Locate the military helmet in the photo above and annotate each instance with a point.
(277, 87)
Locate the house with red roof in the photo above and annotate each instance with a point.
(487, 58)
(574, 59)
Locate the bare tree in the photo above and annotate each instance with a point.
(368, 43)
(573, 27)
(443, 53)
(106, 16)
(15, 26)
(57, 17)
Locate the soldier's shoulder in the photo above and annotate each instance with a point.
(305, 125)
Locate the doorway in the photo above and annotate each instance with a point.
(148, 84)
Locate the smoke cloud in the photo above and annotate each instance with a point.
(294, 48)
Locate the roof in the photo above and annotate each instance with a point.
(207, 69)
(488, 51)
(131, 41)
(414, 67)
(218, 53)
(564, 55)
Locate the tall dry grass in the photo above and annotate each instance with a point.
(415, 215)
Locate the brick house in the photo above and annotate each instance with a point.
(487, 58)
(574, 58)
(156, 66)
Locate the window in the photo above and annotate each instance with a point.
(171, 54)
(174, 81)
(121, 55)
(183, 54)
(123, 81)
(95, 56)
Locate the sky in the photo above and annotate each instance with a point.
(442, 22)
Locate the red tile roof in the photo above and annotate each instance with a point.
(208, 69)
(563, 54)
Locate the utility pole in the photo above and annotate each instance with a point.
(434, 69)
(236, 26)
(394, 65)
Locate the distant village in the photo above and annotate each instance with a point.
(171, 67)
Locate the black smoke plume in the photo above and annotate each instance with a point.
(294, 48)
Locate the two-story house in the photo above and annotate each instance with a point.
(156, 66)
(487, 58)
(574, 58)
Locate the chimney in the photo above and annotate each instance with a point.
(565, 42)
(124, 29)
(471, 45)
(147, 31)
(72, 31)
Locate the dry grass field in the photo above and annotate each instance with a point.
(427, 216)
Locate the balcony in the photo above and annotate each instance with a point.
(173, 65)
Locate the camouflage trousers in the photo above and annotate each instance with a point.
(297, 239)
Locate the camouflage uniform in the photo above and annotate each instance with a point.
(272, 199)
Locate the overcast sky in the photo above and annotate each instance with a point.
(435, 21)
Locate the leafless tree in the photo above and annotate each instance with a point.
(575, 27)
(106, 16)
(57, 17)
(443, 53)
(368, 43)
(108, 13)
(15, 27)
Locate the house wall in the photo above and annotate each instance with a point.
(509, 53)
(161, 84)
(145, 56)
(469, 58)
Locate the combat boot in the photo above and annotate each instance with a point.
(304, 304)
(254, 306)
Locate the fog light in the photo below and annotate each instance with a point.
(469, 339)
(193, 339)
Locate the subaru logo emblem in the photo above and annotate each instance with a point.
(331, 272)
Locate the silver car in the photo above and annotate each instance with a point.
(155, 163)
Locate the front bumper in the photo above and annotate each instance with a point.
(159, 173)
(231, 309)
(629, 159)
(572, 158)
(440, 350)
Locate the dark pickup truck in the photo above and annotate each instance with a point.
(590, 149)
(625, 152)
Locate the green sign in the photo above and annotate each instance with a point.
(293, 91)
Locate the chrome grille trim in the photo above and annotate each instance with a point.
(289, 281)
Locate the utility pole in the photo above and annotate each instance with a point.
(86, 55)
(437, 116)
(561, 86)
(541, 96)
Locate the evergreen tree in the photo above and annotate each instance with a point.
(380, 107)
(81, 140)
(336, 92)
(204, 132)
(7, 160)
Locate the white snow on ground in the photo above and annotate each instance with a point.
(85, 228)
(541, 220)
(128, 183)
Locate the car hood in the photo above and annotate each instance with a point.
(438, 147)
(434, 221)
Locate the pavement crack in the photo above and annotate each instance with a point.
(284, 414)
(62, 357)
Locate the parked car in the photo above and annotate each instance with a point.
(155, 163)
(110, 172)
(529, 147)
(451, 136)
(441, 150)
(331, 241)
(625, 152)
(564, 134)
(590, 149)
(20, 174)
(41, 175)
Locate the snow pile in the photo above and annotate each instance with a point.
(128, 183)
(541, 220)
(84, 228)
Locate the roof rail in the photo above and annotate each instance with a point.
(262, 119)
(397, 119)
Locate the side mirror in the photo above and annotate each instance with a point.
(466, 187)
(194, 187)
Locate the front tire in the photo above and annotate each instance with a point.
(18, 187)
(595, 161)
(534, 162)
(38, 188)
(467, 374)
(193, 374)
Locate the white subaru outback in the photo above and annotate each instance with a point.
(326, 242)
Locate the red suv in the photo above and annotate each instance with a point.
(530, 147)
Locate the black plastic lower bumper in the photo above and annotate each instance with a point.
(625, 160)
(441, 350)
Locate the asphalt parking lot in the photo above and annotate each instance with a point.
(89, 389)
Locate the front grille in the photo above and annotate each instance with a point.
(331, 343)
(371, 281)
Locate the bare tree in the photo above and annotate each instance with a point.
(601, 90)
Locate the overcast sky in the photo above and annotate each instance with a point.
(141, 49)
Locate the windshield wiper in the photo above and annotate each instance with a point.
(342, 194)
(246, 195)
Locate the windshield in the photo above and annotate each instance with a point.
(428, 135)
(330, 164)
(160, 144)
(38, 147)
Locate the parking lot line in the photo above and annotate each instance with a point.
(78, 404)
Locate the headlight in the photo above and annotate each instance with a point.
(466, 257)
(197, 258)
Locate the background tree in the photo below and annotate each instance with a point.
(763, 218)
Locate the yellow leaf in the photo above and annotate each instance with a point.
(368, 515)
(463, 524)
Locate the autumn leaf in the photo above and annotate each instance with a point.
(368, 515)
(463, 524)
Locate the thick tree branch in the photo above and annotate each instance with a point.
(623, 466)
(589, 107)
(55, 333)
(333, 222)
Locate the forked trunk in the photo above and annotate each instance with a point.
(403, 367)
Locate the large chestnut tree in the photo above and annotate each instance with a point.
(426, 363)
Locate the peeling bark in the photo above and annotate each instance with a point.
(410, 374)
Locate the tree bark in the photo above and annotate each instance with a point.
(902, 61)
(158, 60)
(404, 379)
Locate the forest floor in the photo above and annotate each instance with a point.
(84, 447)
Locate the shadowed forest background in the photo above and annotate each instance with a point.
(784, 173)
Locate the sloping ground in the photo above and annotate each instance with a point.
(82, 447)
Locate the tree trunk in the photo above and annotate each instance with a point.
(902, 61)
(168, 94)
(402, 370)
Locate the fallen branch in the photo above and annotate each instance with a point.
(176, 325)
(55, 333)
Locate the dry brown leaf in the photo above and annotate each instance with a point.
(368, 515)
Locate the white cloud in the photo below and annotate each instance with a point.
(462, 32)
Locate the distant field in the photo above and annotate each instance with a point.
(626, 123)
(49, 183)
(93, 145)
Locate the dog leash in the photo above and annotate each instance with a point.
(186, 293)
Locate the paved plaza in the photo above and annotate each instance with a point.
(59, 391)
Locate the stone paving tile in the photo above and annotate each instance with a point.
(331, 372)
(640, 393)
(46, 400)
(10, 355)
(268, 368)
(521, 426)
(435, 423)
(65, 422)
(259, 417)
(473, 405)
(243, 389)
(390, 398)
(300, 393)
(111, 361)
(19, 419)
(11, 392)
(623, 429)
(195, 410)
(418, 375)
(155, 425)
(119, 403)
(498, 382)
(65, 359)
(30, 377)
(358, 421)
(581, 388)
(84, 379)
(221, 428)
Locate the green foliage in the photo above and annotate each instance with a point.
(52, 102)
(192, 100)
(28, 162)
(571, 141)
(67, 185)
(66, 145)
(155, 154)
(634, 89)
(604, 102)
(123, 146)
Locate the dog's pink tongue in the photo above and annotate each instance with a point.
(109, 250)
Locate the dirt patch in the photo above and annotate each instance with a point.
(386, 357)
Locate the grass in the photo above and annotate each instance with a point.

> [What to do]: From the records above, extract each line exactly as shown.

> [Correct result]:
Locate the military helmet in the photo above and annotate each instance with a point.
(277, 87)
Locate the house with red roof in the photo above and annotate each instance with a point.
(487, 58)
(574, 59)
Locate the bare tree in the photo above and annotate each instance with a point.
(368, 43)
(573, 27)
(443, 53)
(106, 16)
(15, 26)
(57, 17)
Locate the soldier's shoulder in the photo above and annotate each instance with a point.
(305, 125)
Locate the doorway in the photo above and annotate each instance with a point.
(148, 84)
Locate the smoke cloud in the photo above and annotate each instance with a point.
(294, 48)
Locate the roof in the photo above and annotate each instance with a point.
(207, 69)
(488, 51)
(131, 41)
(414, 67)
(218, 53)
(564, 55)
Locate the tall dry grass in the photo above and annotate each instance with a point.
(415, 215)
Locate the brick house in the photo above and annotate each instance with a point.
(487, 58)
(574, 58)
(156, 66)
Locate the window in the photo above and annotate each instance with a point.
(171, 54)
(174, 81)
(121, 55)
(183, 54)
(123, 81)
(95, 56)
Locate the sky in the photo above and annotate each instance with a point.
(442, 22)
Locate the red tile roof in the photo above and annotate each instance with a point.
(208, 69)
(563, 54)
Locate the utility pole in the photo above and annotate each instance with a point.
(434, 69)
(236, 26)
(394, 65)
Locate the distant village in the photo above and annotate each instance with a point.
(171, 67)
Locate the black smoke plume in the photo above and annotate each instance with a point.
(294, 48)
Locate the two-story house in the photo above and annotate each instance with a point.
(156, 66)
(487, 58)
(574, 58)
Locate the chimney in the photo above and annotate each instance with a point.
(565, 42)
(124, 29)
(471, 45)
(147, 31)
(72, 31)
Locate the dry grass field in the photo above and annotate each instance with a point.
(427, 216)
Locate the balcony in the photo above and annotate each instance with a point.
(173, 65)
Locate the camouflage trousers in the photo above and annotate each instance with a point.
(297, 239)
Locate the camouflage uniform in the photo above and annotate each instance with a point.
(272, 199)
Locate the overcast sky in the photo above and annotate each instance with a point.
(435, 21)
Locate the leafless tree in the photo above and annotate each instance with a point.
(575, 27)
(106, 16)
(57, 17)
(443, 53)
(368, 43)
(108, 13)
(15, 27)
Locate the house wall in the photo above and annotate each instance with a point.
(509, 53)
(161, 84)
(145, 56)
(469, 58)
Locate the combat boot in the photo above and annotate each instance with a point.
(304, 304)
(254, 306)
Locate the fog light in the photo below and annotate each instance with a point.
(469, 339)
(193, 339)
Locate the subaru logo emblem in the photo above and annotate each instance with a point.
(331, 272)
Locate the silver car in the photo above and annotate each instance with a point.
(155, 163)
Locate the front bumper in the photo above and annotate each instance with a point.
(159, 173)
(231, 309)
(629, 159)
(572, 158)
(440, 350)
Locate the dark pickup truck in the photo above and annotate each instance with a point.
(590, 149)
(625, 152)
Locate the green sign in the photo above and annotate each instance with a point.
(293, 91)
Locate the chrome grille trim in the photo above and annotate each instance with a point.
(289, 281)
Locate the utility pole in the photo above and annotate each instance with a point.
(86, 55)
(437, 116)
(561, 86)
(541, 96)
Locate the evergreen tree in the photo above and annotate each instance with a point.
(380, 107)
(81, 140)
(336, 92)
(204, 132)
(7, 160)
Locate the white snow on ground in the photo above and annotate each instance with a point.
(85, 228)
(541, 220)
(128, 183)
Locate the car hood in the photo above and annotate each instance with a point.
(438, 147)
(434, 221)
Locate the pavement crack in the photo above and annotate each instance with a point.
(284, 414)
(62, 357)
Locate the parked car in the photo above and annotate each instance with a point.
(155, 163)
(110, 172)
(529, 147)
(451, 136)
(441, 150)
(331, 241)
(625, 152)
(564, 134)
(590, 149)
(20, 174)
(41, 175)
Locate the snow pile in the photo above and annotate each instance with a point.
(128, 183)
(541, 220)
(84, 228)
Locate the roof rail in the photo above and annotate each instance with a point.
(262, 119)
(397, 119)
Locate the side mirror in the photo above and annotate each instance with a point.
(466, 187)
(194, 187)
Locate the front tire in the photo above and annotate each instance with a point.
(18, 187)
(595, 161)
(534, 162)
(38, 188)
(467, 374)
(193, 374)
Locate the white subaru outback in the photo above and annotate each instance with a point.
(326, 242)
Locate the red suv in the photo above and annotate each instance with a point.
(530, 147)
Locate the black plastic lower bumper in the photo above and annotate each instance with a point.
(625, 160)
(441, 350)
Locate the asphalt parking lot in the photo above and annotate each instance with a point.
(89, 389)
Locate the front grille in the photo above and annotate each instance with a point.
(331, 343)
(371, 281)
Locate the bare tree in the photo above and annotate each instance with a point.
(601, 90)
Locate the overcast sky in the photo above and annotate each instance with a point.
(141, 49)
Locate the windshield wiper in the photo above and annotate each instance with a point.
(342, 194)
(246, 195)
Locate the windshield in the photo above and annotate each instance with a point.
(428, 135)
(330, 164)
(160, 144)
(38, 147)
Locate the parking lot line in the photo above and annotate each instance with a point.
(78, 404)
Locate the headlight in the photo above and annotate each instance with a point.
(466, 257)
(197, 258)
Locate the background tree in the photo below and annotate each instance with a point.
(763, 218)
Locate the yellow leaf in the photo above and annotate each instance with a point.
(368, 515)
(463, 524)
Locate the autumn leaf in the photo above and annotate each instance with a point.
(368, 515)
(463, 524)
Locate the thick tree branch in the photo above and annotate each instance with a point.
(623, 466)
(589, 107)
(55, 333)
(333, 222)
Locate the forked trunk in the photo above and annotate each instance with a point.
(403, 367)
Locate the large chestnut tree in the photo above and annotate each instance with a point.
(426, 363)
Locate the peeling bark in the photo above and annotate each instance with a point.
(410, 374)
Locate the tree bark in the photo above and annotate each instance with a point.
(902, 61)
(158, 60)
(404, 379)
Locate the forest floor in the photo above and annotate each instance with a point.
(84, 447)
Locate the shadowed forest background in the photo above and annotate each instance with a point.
(784, 173)
Locate the sloping ground in the photo above and annotate each instance with a point.
(82, 447)
Locate the tree trunk in the photo above and annotate each instance with a point.
(902, 61)
(168, 94)
(402, 370)
Locate the fallen branch in the photo above and annotate each instance with a point.
(176, 325)
(55, 333)
Locate the dry brown leaf in the photo above and annotate each instance with a point.
(368, 515)
Locate the white cloud in the photo below and annotate each instance with a point.
(462, 32)
Locate the distant field in the photo above and annotate each instance with a point.
(626, 123)
(49, 183)
(93, 145)
Locate the dog leash in the photo above and annotate each instance with a point.
(186, 293)
Locate the paved plaza in the photo above and annotate each instance with a point.
(59, 391)
Locate the stone paving tile in the photo above and annotate each instance with a point.
(331, 372)
(640, 393)
(46, 400)
(10, 355)
(268, 368)
(521, 426)
(435, 423)
(65, 422)
(259, 417)
(473, 405)
(243, 389)
(390, 398)
(300, 393)
(111, 361)
(19, 419)
(11, 392)
(623, 429)
(195, 410)
(418, 375)
(155, 425)
(119, 403)
(498, 382)
(65, 359)
(30, 377)
(358, 421)
(581, 388)
(84, 379)
(221, 428)
Locate the green foliage in the photo above and annotate each instance with a point.
(52, 102)
(192, 100)
(28, 162)
(571, 141)
(67, 185)
(66, 145)
(155, 154)
(634, 89)
(604, 102)
(123, 146)
Locate the dog's pink tongue in the photo above and annotate each instance with a point.
(109, 250)
Locate the dirt patch in the photo above and annotate each instance with a point.
(386, 357)
Locate the grass in the photo above and annotate each instance with a point.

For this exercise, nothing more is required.